Exercise
Reproduce the records below line for line, keeping every character unchanged.

Material
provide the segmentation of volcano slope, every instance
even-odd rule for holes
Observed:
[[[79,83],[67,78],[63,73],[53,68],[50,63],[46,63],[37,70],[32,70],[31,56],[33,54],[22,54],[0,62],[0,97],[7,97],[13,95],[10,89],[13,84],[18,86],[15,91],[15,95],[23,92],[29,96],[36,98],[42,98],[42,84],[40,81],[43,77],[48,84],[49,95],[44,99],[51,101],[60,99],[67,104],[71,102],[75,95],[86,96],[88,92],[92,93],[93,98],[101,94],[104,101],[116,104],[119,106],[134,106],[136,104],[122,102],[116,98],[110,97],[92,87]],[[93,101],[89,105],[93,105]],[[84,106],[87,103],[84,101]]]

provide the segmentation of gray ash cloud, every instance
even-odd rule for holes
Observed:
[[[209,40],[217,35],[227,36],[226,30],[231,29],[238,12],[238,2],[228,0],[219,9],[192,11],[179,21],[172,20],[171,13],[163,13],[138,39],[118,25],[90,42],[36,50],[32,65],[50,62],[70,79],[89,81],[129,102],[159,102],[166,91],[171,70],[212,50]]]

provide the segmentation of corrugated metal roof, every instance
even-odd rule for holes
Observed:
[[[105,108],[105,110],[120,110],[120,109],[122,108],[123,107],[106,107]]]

Answer
provide the segmentation of volcano slope, every instance
even-odd rule for holes
Observed:
[[[79,83],[67,78],[63,73],[53,68],[50,63],[46,63],[37,70],[32,70],[31,56],[33,54],[22,54],[0,62],[0,97],[7,97],[13,95],[10,89],[13,84],[18,86],[15,91],[15,95],[23,92],[29,96],[36,98],[42,98],[42,84],[40,81],[43,77],[48,84],[49,95],[44,99],[51,101],[60,99],[67,104],[71,102],[75,95],[86,96],[88,92],[92,93],[93,98],[101,94],[104,101],[116,104],[119,106],[134,106],[136,104],[122,102],[116,98],[110,97],[92,87]],[[93,101],[89,105],[93,105]],[[84,106],[87,103],[84,101]]]

provide the segmentation of gray ash cloud, every instance
even-odd rule for holes
Observed:
[[[209,40],[217,35],[227,36],[226,30],[231,29],[238,12],[238,2],[228,0],[219,9],[192,11],[179,21],[172,20],[171,13],[163,13],[138,39],[118,25],[90,42],[36,50],[32,65],[50,62],[70,79],[89,81],[129,102],[159,102],[166,91],[171,70],[212,50]]]

provide the segmentation of corrugated metal roof, every instance
even-odd rule for holes
Observed:
[[[105,108],[105,110],[120,110],[120,109],[122,108],[123,107],[106,107]]]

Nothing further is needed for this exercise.